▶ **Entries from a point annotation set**
========

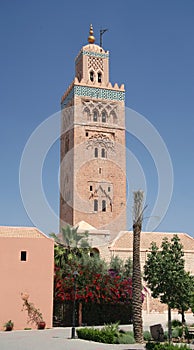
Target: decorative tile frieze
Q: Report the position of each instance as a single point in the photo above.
(86, 91)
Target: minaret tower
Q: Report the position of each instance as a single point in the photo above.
(93, 164)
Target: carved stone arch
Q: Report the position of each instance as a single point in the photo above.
(95, 115)
(104, 115)
(86, 113)
(92, 75)
(99, 76)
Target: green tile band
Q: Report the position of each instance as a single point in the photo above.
(94, 92)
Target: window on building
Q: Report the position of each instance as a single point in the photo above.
(23, 255)
(104, 117)
(103, 205)
(95, 205)
(103, 153)
(91, 76)
(96, 152)
(95, 116)
(99, 77)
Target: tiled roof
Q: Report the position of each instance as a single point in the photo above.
(124, 240)
(21, 232)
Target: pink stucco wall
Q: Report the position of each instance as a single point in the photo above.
(33, 276)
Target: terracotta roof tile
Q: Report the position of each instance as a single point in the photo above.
(124, 240)
(21, 232)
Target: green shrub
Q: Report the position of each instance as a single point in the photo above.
(109, 334)
(165, 346)
(125, 338)
(177, 332)
(176, 323)
(147, 335)
(104, 335)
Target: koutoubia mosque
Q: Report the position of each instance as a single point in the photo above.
(92, 193)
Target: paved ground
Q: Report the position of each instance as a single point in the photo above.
(52, 339)
(59, 338)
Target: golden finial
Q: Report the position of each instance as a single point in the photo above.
(91, 38)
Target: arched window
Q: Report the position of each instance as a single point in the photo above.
(95, 205)
(94, 252)
(103, 205)
(95, 116)
(103, 116)
(96, 152)
(99, 77)
(103, 153)
(91, 76)
(66, 144)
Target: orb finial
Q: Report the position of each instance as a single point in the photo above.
(91, 38)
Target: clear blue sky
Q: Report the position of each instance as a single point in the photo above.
(151, 46)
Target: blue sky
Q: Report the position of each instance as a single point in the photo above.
(151, 46)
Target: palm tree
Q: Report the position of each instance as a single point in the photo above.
(136, 277)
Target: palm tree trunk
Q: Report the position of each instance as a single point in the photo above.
(136, 278)
(137, 286)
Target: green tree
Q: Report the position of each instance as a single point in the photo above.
(165, 276)
(136, 277)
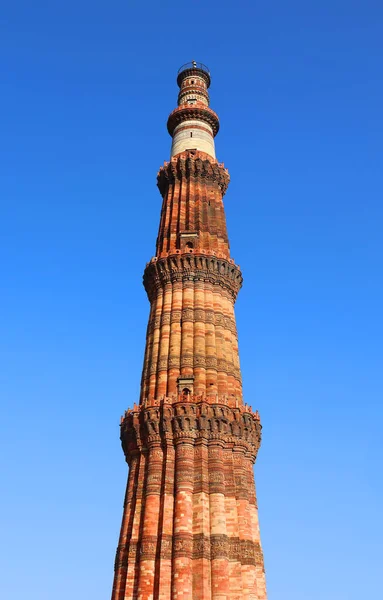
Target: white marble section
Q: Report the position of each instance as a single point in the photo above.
(188, 136)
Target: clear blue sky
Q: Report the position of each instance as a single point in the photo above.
(86, 89)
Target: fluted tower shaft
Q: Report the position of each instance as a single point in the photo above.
(190, 524)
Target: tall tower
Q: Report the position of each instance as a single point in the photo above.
(190, 523)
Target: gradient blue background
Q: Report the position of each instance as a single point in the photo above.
(86, 89)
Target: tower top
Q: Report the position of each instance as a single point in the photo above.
(193, 68)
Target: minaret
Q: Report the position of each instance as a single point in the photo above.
(190, 523)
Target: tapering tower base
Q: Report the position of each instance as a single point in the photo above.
(190, 528)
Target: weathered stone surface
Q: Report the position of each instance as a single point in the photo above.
(190, 523)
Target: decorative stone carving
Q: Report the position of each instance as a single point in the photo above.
(190, 268)
(194, 419)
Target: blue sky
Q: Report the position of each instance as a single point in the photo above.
(86, 89)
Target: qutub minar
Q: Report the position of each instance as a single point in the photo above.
(190, 523)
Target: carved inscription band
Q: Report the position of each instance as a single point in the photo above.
(195, 546)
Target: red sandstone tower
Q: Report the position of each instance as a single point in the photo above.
(190, 524)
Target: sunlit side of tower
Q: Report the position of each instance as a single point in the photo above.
(190, 522)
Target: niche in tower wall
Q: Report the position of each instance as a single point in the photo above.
(188, 240)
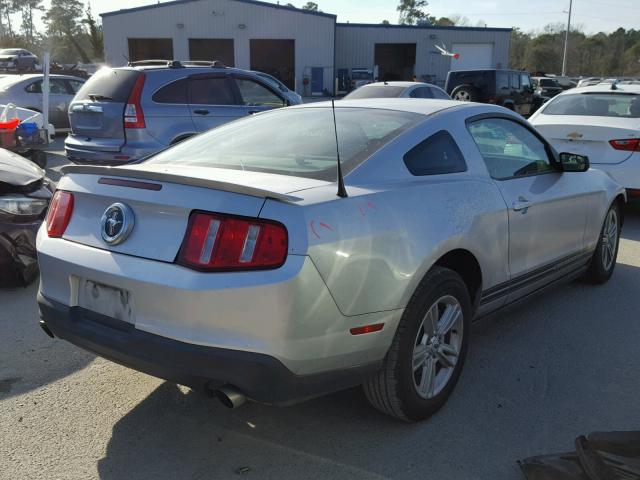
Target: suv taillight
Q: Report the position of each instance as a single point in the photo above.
(630, 145)
(59, 213)
(216, 242)
(133, 115)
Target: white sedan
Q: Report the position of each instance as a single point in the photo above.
(601, 122)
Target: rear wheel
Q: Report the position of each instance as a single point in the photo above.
(604, 258)
(428, 351)
(465, 94)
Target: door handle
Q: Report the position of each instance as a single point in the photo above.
(522, 205)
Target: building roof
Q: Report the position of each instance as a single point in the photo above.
(423, 27)
(251, 2)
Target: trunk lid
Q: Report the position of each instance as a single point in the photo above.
(162, 200)
(97, 110)
(568, 133)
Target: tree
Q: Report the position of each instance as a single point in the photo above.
(411, 11)
(62, 20)
(95, 34)
(27, 9)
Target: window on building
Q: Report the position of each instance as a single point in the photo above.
(150, 49)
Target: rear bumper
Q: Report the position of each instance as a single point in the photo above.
(259, 376)
(626, 173)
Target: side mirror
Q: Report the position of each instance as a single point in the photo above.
(572, 162)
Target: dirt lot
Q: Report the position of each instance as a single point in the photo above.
(536, 378)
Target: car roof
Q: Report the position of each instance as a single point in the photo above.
(604, 88)
(420, 106)
(30, 76)
(398, 84)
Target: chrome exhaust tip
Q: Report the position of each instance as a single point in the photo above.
(230, 397)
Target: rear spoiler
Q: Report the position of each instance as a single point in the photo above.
(179, 179)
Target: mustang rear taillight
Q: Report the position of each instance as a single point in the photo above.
(59, 213)
(216, 242)
(630, 145)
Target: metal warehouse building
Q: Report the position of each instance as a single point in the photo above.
(308, 51)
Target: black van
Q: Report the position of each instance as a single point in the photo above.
(509, 88)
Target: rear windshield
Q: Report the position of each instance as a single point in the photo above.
(548, 82)
(596, 105)
(375, 92)
(361, 75)
(297, 142)
(110, 84)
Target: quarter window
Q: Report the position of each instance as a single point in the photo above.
(509, 149)
(515, 81)
(211, 91)
(257, 95)
(437, 155)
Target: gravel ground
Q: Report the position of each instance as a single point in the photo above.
(535, 379)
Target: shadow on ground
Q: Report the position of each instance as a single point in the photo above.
(30, 359)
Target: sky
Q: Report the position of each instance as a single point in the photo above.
(592, 15)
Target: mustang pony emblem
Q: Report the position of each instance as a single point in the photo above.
(116, 223)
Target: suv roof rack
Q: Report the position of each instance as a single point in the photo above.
(178, 63)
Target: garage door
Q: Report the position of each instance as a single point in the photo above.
(472, 55)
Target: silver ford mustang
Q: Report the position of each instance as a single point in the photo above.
(238, 262)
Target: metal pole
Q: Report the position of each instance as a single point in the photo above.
(566, 41)
(45, 94)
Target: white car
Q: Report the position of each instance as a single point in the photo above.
(601, 122)
(398, 90)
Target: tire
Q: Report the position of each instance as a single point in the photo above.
(603, 262)
(39, 158)
(465, 94)
(399, 389)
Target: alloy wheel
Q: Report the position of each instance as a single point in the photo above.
(437, 346)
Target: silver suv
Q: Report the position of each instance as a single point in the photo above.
(124, 114)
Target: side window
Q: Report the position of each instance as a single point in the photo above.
(35, 87)
(502, 81)
(57, 87)
(515, 81)
(74, 86)
(211, 91)
(509, 149)
(436, 155)
(175, 92)
(257, 95)
(421, 92)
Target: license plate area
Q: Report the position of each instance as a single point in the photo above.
(106, 300)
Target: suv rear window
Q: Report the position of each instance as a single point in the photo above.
(299, 142)
(595, 105)
(175, 92)
(114, 84)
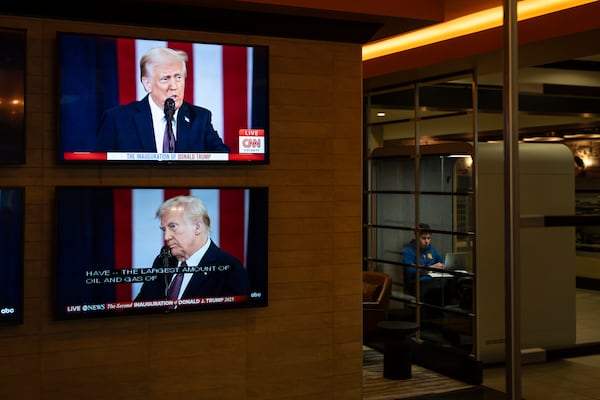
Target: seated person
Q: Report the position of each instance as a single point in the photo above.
(428, 257)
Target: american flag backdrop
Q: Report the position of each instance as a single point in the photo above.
(96, 73)
(103, 228)
(138, 238)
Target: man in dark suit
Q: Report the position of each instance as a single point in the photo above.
(207, 270)
(141, 126)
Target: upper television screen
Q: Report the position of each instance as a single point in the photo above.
(127, 100)
(12, 96)
(11, 245)
(121, 250)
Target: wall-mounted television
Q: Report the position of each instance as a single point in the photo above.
(113, 110)
(119, 250)
(12, 96)
(11, 246)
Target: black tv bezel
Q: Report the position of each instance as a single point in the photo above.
(60, 160)
(61, 315)
(20, 315)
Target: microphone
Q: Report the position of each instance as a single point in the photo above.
(169, 108)
(169, 139)
(165, 254)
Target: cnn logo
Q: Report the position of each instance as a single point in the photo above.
(251, 144)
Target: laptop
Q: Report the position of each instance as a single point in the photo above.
(456, 261)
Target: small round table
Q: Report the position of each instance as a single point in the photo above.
(397, 346)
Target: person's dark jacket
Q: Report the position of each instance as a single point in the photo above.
(129, 128)
(209, 282)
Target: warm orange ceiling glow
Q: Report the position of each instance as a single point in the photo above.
(472, 23)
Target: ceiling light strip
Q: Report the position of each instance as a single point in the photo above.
(472, 23)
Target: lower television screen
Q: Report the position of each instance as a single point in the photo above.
(120, 250)
(11, 245)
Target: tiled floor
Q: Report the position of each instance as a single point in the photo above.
(575, 378)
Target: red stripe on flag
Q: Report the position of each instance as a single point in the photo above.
(189, 81)
(231, 221)
(235, 94)
(123, 237)
(126, 68)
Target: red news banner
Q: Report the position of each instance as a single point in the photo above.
(251, 147)
(129, 305)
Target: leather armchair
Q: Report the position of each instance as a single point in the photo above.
(377, 289)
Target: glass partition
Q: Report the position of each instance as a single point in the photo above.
(419, 172)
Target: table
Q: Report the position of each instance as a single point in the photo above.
(397, 348)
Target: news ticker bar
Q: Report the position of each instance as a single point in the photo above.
(137, 305)
(166, 157)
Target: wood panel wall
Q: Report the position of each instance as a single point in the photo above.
(305, 345)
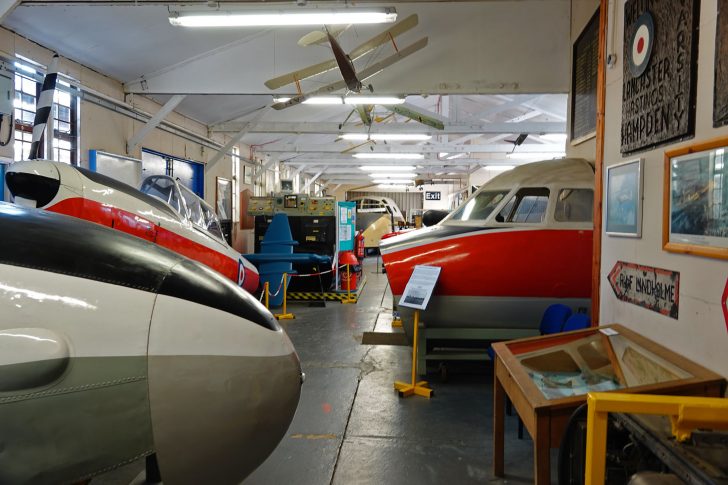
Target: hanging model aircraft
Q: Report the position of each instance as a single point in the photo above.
(520, 243)
(113, 349)
(352, 80)
(180, 221)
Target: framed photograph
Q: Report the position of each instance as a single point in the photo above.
(624, 198)
(224, 199)
(695, 200)
(247, 174)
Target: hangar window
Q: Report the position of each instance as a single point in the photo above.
(574, 205)
(479, 207)
(527, 206)
(65, 116)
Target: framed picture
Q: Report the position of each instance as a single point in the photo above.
(624, 198)
(224, 199)
(695, 200)
(247, 174)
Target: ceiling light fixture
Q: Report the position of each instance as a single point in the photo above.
(397, 175)
(392, 156)
(385, 136)
(248, 17)
(323, 100)
(535, 155)
(394, 181)
(383, 100)
(558, 137)
(387, 168)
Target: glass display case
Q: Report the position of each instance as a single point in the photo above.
(547, 377)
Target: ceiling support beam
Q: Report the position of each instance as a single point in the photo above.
(333, 128)
(154, 121)
(338, 148)
(238, 136)
(6, 8)
(312, 180)
(263, 168)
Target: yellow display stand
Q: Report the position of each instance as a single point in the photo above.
(285, 315)
(349, 299)
(420, 388)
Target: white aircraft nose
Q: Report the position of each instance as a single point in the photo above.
(223, 387)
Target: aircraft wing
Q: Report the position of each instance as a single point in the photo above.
(322, 67)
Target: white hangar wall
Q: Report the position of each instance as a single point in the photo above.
(103, 129)
(700, 332)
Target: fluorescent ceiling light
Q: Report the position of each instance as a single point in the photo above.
(560, 137)
(535, 155)
(300, 16)
(373, 100)
(323, 100)
(403, 175)
(387, 168)
(393, 181)
(386, 136)
(391, 156)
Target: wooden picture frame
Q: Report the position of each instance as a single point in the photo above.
(695, 197)
(623, 201)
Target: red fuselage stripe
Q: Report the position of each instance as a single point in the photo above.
(135, 225)
(536, 263)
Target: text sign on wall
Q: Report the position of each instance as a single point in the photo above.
(659, 72)
(653, 288)
(720, 87)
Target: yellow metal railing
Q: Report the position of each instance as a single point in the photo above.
(686, 414)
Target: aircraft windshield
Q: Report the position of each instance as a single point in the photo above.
(479, 207)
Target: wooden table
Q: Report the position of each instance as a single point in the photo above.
(545, 419)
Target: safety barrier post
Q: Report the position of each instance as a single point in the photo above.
(285, 315)
(349, 299)
(266, 289)
(420, 388)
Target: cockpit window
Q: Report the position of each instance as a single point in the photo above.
(574, 205)
(527, 206)
(479, 207)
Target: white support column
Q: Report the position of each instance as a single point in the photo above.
(263, 168)
(154, 121)
(238, 136)
(310, 182)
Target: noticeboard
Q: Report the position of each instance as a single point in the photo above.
(659, 73)
(584, 68)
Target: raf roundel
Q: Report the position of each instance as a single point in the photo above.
(641, 42)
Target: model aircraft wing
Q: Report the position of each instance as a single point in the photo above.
(386, 36)
(388, 61)
(322, 67)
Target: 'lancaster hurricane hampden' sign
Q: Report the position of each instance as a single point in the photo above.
(653, 288)
(659, 75)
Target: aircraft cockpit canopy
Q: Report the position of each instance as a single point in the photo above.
(185, 202)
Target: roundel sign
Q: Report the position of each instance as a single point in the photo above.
(641, 42)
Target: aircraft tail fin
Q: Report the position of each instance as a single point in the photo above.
(44, 107)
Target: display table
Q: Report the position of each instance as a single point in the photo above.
(547, 378)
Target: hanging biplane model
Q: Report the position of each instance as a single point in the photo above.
(352, 80)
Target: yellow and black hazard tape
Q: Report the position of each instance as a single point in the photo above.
(310, 295)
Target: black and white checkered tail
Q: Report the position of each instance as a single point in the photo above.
(44, 106)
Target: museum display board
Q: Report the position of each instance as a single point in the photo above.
(548, 377)
(659, 77)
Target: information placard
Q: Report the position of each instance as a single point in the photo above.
(420, 286)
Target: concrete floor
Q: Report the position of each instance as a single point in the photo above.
(352, 428)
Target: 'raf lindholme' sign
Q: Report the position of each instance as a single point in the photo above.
(653, 288)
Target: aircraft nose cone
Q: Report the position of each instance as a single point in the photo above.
(223, 388)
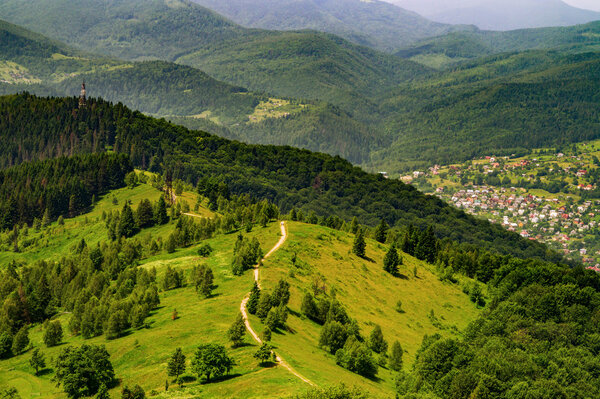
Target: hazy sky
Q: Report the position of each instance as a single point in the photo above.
(588, 4)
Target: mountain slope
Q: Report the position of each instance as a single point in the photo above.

========

From the line that holds "Target: model aircraft wing" to the last line of the records, please copy each line exactly and nothing else. Pictures stay out.

▶ **TASK RESULT**
Target: model aircraft wing
Q: Report the position of each instance as a single point in the photo above.
(386, 36)
(388, 61)
(322, 67)
Target: 'lancaster hurricane hampden' sign
Q: Report the position of each instance as a single point in the photo above.
(653, 288)
(659, 75)
Target: aircraft cockpit canopy
Q: Report the position of each instance as a single point in the photo above.
(185, 202)
Target: roundel sign
Q: Report the position of each instance as a single point in the photo above.
(641, 42)
Target: aircraft tail fin
Q: Report the position of each instance as a single point in the photo above.
(44, 107)
Target: display table
Q: Report the position of each instance as a single point in the photo above.
(547, 378)
Target: hanging biplane model
Q: Report the position of each instance as a single point in the photo above.
(352, 80)
Target: yellow and black hazard tape
Q: Report the position of each instance as a single point in the photo above.
(310, 295)
Target: black and white checkered tail
Q: Report the position of each instance as a single point in the photo above.
(44, 106)
Target: museum display board
Q: Report the position of each instance as a single point in the photo above.
(548, 377)
(659, 77)
Target: information placard
Q: Report the position of each instance as a single point in the photo above.
(420, 286)
Target: concrete floor
Q: Report the position of each instance as a single point in the photo above.
(352, 428)
Target: 'raf lindholme' sign
Q: Report the position of each instance as a single point in the photo above.
(653, 288)
Target: aircraft nose cone
Q: Report the position of each instance as a single point in the photo above.
(223, 388)
Target: hazy sky
Q: Report the position of each instance as a single point in the photo above.
(588, 4)
Target: mountain slope
Q: Report the position of each instance as a single point in the photo above.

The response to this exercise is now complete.